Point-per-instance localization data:
⁂

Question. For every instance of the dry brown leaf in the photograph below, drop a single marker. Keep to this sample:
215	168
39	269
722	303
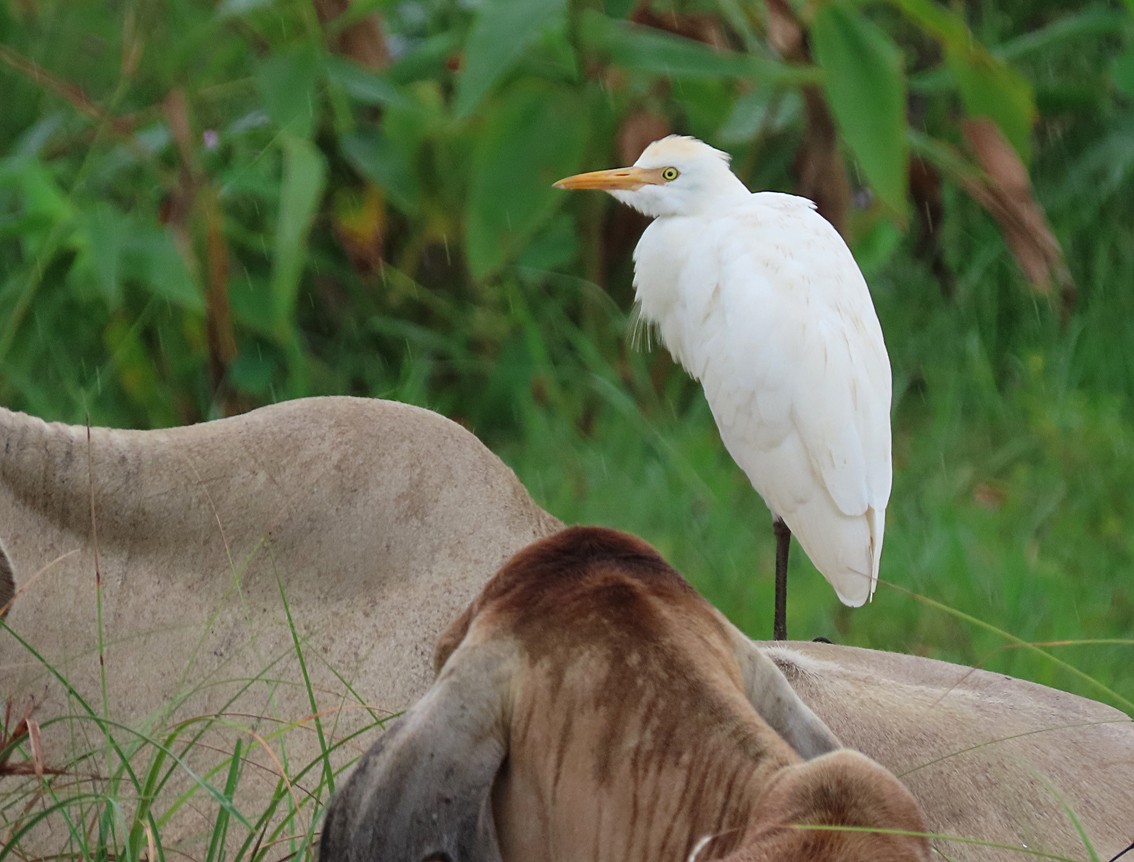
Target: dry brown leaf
636	132
1006	193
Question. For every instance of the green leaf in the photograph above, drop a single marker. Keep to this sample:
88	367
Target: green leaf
865	87
1122	73
106	233
379	158
643	49
531	138
150	259
304	177
363	85
287	86
502	31
989	86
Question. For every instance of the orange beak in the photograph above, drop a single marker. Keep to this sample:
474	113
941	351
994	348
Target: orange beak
626	179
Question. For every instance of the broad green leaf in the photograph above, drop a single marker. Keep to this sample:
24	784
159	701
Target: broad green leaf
362	84
990	87
151	260
378	158
652	51
236	8
1122	73
502	31
531	138
865	87
304	177
106	233
287	86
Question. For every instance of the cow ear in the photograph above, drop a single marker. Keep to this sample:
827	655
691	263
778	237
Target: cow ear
423	793
777	702
7	583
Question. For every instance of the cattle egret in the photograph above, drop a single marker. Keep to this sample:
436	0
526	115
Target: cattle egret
758	297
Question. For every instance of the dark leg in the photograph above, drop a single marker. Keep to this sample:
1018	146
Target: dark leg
783	546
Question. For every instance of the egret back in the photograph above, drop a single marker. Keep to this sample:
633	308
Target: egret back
763	303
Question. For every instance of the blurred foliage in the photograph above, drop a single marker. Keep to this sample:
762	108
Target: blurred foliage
210	205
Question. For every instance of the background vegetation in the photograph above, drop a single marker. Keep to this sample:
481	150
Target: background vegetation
205	206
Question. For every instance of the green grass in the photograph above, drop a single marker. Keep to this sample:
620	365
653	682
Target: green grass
171	785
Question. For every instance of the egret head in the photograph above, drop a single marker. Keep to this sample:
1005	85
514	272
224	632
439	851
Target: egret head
675	176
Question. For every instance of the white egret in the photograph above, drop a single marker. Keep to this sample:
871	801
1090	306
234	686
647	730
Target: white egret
758	297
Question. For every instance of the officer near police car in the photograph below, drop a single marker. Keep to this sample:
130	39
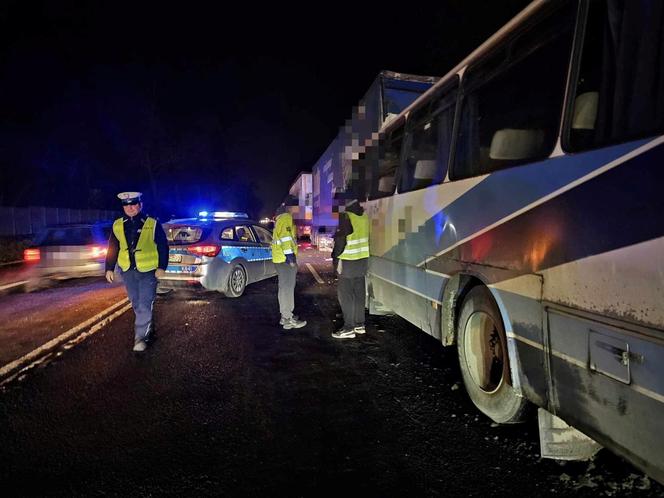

⁂

Exercise details:
Return, from the data above, each line in which the string "below" appears.

Written solution:
Question. For every instance of the dry brown leaf in the photograph below, drop a single marker. Keep to this sample:
Question. For every instance of the officer near police car in the photograph below, drop a single marker. Keep to this sample:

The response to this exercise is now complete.